*What the exercise asks:* Copy out every one of the records below word for word, with nothing changed.

= = = = =

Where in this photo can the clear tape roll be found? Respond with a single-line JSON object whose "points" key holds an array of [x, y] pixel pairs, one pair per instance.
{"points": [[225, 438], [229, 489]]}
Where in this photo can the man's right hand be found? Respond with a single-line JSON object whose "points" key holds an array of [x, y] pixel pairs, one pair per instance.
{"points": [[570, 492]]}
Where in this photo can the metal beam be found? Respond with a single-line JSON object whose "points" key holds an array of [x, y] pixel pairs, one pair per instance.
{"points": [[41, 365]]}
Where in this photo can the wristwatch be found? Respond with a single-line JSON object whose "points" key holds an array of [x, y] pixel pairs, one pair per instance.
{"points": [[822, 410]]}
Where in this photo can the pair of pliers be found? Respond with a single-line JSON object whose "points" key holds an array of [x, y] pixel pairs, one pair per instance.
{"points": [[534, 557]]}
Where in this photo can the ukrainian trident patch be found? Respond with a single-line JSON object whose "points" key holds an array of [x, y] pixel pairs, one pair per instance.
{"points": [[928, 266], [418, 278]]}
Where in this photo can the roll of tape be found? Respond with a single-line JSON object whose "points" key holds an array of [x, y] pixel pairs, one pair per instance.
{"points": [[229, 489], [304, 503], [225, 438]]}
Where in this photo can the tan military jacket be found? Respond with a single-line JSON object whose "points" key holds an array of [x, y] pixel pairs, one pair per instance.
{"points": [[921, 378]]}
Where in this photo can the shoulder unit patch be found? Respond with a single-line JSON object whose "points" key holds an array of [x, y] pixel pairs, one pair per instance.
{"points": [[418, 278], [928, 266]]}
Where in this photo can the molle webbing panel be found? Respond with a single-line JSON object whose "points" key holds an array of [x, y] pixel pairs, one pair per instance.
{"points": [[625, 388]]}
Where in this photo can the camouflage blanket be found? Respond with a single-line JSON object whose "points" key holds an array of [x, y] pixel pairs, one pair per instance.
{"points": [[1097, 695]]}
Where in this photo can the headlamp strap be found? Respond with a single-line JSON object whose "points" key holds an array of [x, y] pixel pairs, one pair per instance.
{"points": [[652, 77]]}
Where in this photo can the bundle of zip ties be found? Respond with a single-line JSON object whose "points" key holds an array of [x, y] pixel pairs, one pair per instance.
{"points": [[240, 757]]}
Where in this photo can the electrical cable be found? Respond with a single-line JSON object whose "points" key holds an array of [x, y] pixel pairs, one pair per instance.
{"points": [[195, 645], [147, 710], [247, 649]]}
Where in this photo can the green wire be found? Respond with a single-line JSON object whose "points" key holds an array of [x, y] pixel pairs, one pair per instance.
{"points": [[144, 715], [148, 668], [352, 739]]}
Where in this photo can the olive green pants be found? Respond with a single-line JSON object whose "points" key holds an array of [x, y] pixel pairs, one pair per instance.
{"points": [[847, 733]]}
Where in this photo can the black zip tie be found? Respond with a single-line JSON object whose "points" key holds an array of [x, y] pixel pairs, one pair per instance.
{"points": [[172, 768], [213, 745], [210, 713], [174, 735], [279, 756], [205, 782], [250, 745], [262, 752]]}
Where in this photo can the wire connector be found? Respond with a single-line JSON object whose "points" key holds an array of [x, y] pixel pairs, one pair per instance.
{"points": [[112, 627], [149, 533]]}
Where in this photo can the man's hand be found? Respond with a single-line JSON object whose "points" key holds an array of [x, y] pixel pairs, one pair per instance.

= = = = =

*Response below:*
Where in this photo can the clear tape roll be found? Respond with a single-line JSON object whose "points" key holds an array of [x, y] pixel pairs, one pair per instance.
{"points": [[225, 438], [229, 489]]}
Where in this photo can the man's right hand be found? Respond with a single-line JSON object whose "points" key holds an array of [x, y] pixel pairs, one pair per instance.
{"points": [[570, 492]]}
Where in this photo can the metal beam be found? Respond with a single-line JSON object whose "points" key holds an array of [x, y] pixel pairs, one pair per instance.
{"points": [[41, 365]]}
Where in this photo can the wristwatch be found? Respond with a single-line JSON object whose "points" key holds an array of [x, y] pixel pairs, one pair per instance.
{"points": [[822, 410]]}
Where in this photo can the pair of pliers be found? Respond with a single-line JSON object whose "points" key holds an array of [x, y] pixel pairs, one pair per instance.
{"points": [[534, 557]]}
Where in this photo can the ukrainian trident patch be found? Respond with a single-line JSON object whose "points" key holds an array of [x, y] pixel pairs, one pair per instance.
{"points": [[928, 266], [418, 278]]}
Where in this photo can the roll of tape be found? Respond with a single-line JSON object whose "points" key holds an array of [x, y] pixel pairs, one pair per instance.
{"points": [[229, 489], [304, 503], [225, 438]]}
Where in this photo can the tan military jacket be found? Respond with a single-line JSON object whose "points" key holds an array of [x, y] pixel pairs, one pair per instance.
{"points": [[921, 378]]}
Where in this photo can the shoulder unit patch be found? Respond with a single-line JSON object whose "points" key holds an array of [x, y] pixel pairs, one pair per instance.
{"points": [[418, 278], [928, 266]]}
Where in this photo can the molle webbing panel be found? Respond with a single-line JSON object whose "points" key holds an array of [x, y] pixel pairs, one pair per instance.
{"points": [[625, 388]]}
Where in this photo can the camouflage blanket be found? Respond with a single-line JSON object whose "points" key holds an array of [x, y] pixel pairs, one pair per instance.
{"points": [[1097, 695]]}
Where in this photo can the headlamp strap be found? Respond with a single-line JSON object whose "points" key holds an array of [x, y] pixel pairs, one pair per instance.
{"points": [[652, 77]]}
Where in this photo can the bundle of zip ties be found? Respond with a single-line JSON object whose "points" key holds an array of [x, y] pixel pairs, one pair per instance.
{"points": [[240, 757]]}
Where in this photo can the electrical cable be found? Respond with a single-line JSON object whose "points" key holds an array of [x, y] pixel pairs, one pair per instance.
{"points": [[195, 645], [147, 710], [247, 649]]}
Where in this photo can the green wire be found? Respond with a single-line JSON object whose "points" key holds an array of [x, y] pixel pairs, one pair per instance.
{"points": [[144, 715], [148, 668], [352, 739]]}
Where in this photo can the olive green pants be found? Respond with a single-line JSON object whose "points" key holds an array of [x, y] pixel pairs, one pair per instance.
{"points": [[847, 733]]}
Where in this photo can the black zip tie be found? Respond with a single-line JSON object whose "points" key holds an array of [x, y] pixel pairs, one pair per instance.
{"points": [[172, 768], [213, 745], [210, 713], [174, 735], [279, 756], [205, 782], [250, 745], [262, 752]]}
Where in this photo can the wire connector be found? Respond with a single-line JSON object whose "points" key holds an array of [x, y] pixel pairs, one pair per instance.
{"points": [[112, 627], [149, 533]]}
Where in this photo can the man's hand be found? Respond with a single-line JSON object whose "points" key holds an array of [x, y] pixel pairs, one pair per instance.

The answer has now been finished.